• **AIM**
Copy the material below line for line, changing nothing.

• **INFORMATION PROVIDED**
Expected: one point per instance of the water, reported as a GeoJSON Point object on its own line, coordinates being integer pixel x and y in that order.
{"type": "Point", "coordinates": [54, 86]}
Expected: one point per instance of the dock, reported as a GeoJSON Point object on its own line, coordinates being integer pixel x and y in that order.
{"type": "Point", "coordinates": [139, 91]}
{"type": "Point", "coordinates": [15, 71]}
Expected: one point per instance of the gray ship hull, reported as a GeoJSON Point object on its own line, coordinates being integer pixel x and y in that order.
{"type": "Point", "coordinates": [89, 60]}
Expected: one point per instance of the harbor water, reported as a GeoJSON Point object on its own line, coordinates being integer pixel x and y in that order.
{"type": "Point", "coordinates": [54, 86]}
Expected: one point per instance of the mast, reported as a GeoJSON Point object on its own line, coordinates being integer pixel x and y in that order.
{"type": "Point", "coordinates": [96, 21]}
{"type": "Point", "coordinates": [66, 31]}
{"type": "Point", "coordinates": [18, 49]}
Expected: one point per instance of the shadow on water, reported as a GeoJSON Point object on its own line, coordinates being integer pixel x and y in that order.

• **SOLUTION TO THIS PROBLEM**
Expected: one point per instance of the water, reported as a GeoJSON Point object on its own line, coordinates being integer pixel x and y in that order.
{"type": "Point", "coordinates": [54, 86]}
Expected: one point per instance of the dock, reported as a GeoJSON Point object on its own line, coordinates being integer pixel x and y in that order.
{"type": "Point", "coordinates": [139, 91]}
{"type": "Point", "coordinates": [15, 71]}
Expected: one point per instance of the gray ship hull, reported as a GeoJSON Point object on its own line, coordinates being integer pixel x and y in that order.
{"type": "Point", "coordinates": [89, 60]}
Expected: one point per instance of the harbor water, reported as a GeoJSON Point object on its own line, coordinates being integer pixel x and y in that order.
{"type": "Point", "coordinates": [54, 86]}
Expected: one point per instance of the mast, reported as a GeoJSON Point object on its own line, coordinates being integer pixel x and y in that order.
{"type": "Point", "coordinates": [96, 21]}
{"type": "Point", "coordinates": [66, 31]}
{"type": "Point", "coordinates": [18, 49]}
Expected: one point per instance of the shadow on water, reported as a GeoJSON Point object on its own line, coordinates being integer pixel x and y in that order.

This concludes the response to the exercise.